→ **THE PROBLEM**
Return the line containing "Indicate every instance of the watch" and all lines after it exactly; stop at the end of the material.
(TASK MATERIAL)
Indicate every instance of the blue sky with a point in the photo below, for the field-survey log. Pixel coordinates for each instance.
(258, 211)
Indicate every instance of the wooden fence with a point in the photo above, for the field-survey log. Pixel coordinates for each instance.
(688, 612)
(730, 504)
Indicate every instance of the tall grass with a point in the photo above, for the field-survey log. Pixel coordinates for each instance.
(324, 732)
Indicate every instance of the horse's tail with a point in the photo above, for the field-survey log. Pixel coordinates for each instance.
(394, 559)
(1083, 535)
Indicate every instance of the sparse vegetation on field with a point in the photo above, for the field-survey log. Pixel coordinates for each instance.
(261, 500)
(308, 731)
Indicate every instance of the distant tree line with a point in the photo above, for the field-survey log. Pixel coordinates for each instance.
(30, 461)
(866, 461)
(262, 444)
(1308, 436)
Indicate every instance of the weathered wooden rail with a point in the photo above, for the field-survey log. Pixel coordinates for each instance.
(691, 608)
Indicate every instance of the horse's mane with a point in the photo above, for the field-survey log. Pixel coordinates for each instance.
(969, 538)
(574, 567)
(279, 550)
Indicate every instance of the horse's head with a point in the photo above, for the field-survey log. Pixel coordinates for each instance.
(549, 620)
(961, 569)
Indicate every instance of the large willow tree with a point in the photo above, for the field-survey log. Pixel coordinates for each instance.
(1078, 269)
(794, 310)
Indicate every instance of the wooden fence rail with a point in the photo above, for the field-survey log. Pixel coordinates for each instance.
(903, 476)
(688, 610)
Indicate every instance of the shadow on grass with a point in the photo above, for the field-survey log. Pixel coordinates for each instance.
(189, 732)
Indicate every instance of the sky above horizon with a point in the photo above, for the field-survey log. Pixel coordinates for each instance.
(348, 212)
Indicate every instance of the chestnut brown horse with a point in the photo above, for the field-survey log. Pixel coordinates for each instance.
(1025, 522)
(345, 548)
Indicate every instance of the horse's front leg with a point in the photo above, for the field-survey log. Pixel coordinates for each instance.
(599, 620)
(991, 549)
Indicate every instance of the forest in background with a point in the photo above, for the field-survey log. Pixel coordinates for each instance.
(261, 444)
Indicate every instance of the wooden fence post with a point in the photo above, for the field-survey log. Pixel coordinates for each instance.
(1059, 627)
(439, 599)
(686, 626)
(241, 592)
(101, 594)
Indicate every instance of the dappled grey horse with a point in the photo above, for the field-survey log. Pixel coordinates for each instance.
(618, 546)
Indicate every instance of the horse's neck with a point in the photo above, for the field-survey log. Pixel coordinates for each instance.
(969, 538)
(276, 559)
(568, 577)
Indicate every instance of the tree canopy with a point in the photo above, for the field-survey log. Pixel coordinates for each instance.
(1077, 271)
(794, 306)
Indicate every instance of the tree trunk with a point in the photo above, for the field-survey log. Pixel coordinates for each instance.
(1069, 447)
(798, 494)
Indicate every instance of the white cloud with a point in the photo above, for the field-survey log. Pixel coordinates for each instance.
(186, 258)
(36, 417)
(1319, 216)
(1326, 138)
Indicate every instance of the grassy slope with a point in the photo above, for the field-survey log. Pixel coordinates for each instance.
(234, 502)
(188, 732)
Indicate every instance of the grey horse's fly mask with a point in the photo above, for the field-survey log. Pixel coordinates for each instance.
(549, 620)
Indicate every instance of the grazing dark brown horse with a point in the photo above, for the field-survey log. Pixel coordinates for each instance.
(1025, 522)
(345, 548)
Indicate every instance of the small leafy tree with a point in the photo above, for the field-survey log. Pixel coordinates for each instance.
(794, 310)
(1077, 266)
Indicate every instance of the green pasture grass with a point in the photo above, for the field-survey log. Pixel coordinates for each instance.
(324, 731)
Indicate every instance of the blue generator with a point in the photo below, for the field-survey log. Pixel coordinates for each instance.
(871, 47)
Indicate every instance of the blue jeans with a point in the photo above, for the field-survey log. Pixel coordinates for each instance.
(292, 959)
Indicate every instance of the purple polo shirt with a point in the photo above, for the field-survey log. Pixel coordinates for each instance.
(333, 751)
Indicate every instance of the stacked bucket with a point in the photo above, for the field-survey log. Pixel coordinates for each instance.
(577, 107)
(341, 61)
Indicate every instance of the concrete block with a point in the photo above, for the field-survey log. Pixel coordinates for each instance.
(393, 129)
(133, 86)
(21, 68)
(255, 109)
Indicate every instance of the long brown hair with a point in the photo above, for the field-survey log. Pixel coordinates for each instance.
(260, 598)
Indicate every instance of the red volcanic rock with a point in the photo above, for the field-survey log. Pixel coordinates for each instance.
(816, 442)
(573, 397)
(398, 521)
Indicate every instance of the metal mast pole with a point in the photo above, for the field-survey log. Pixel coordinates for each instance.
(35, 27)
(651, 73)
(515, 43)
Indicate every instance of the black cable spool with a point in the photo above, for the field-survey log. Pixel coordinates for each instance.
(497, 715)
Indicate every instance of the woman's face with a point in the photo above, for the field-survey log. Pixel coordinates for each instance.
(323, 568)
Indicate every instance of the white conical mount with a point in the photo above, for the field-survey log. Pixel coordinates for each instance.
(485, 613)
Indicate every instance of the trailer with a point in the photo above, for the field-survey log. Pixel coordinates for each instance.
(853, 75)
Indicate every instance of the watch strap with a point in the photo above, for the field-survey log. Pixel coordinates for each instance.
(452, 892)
(End TASK MATERIAL)
→ **ANSWER**
Indicate every instance of the watch strap with a point in the photo above, for the field-survey log. Pixel coordinates for each instance.
(452, 892)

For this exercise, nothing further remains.